[Supplied passage start]
Tor Browser will present you with many more warnings and generally provide far more security information than Firefox. The most common are: don't maximize the browser window on a desktop, and beware of fingerprinting with the canvas element, and noscript redirect warnings.
No. In a republic, a large group of people pick a small group of people and tell the small group to tell the large group what to do. The difference is significant.
w3c publishes recommendations not specifications.
"And thirdly, it is more what you'd call guidelines than actual rules." — Captain Hector Barbossa
why is this an HTML standard?
the standard mentions that it will increase transparancy for the user, but sure looks like a heavy price to pay.
On a long enough timeline, the survival rate for everyone drops to zero.
Why does a user need to download and install optional stuff to make the basic functionality safe?
Because the browser's role is to use HTTP to access a server, process the the response and render it for the user.
The user needs to understand the range of responses that may be possible and whether to process and render them or not, including potential recommendations from the server to retrieve adverts, executable code or images of kittens playing in snow.
[Supplied passage end]
[Given information start]
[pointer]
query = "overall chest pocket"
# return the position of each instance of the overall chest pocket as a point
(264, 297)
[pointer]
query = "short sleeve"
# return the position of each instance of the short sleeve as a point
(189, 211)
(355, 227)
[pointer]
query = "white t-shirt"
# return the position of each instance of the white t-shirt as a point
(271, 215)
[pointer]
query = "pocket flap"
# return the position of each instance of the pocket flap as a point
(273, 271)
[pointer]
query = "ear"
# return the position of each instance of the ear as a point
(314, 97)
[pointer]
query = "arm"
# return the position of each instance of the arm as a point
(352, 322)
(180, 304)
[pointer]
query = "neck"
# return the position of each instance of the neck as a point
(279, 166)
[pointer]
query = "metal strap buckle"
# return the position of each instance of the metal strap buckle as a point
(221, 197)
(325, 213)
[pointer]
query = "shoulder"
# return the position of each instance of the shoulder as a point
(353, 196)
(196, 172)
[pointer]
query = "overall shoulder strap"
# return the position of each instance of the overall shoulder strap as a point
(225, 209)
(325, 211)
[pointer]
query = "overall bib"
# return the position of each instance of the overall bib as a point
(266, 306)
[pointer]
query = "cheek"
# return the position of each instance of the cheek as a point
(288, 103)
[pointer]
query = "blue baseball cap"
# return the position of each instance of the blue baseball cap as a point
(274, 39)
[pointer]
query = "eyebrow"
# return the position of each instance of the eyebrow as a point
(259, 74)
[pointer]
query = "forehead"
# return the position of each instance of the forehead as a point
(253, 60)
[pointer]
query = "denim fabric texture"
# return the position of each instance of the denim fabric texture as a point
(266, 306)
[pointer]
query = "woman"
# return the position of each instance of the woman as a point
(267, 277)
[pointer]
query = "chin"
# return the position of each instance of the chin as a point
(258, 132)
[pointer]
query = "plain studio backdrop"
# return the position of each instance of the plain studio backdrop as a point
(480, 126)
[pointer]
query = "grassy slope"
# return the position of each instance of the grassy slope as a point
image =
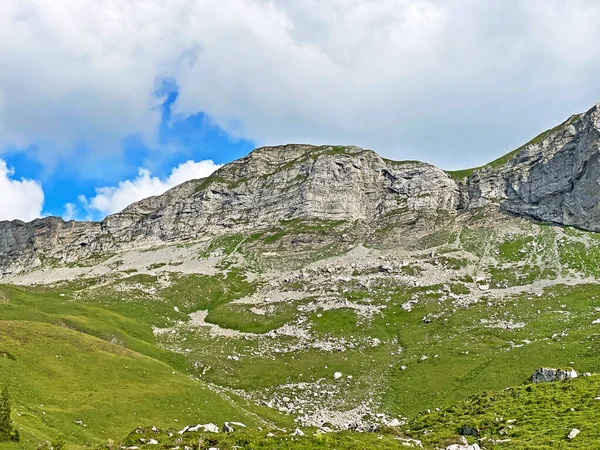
[Given information end]
* **Jobs**:
(1) Substitute "Chrome" for "Firefox" and give back the part of the browser discussion that opens with the words containing "Tor Browser will" and closes with "an HTML standard?".
(2) How many lines of the records contain the string "forehead", counting case? Give only the number.

* **Answers to the exercise**:
(1)
Tor Browser will present you with many more warnings and generally provide far more security information than Chrome. The most common are: don't maximize the browser window on a desktop, and beware of fingerprinting with the canvas element, and noscript redirect warnings.
No. In a republic, a large group of people pick a small group of people and tell the small group to tell the large group what to do. The difference is significant.
w3c publishes recommendations not specifications.
"And thirdly, it is more what you'd call guidelines than actual rules." — Captain Hector Barbossa
why is this an HTML standard?

(2) 2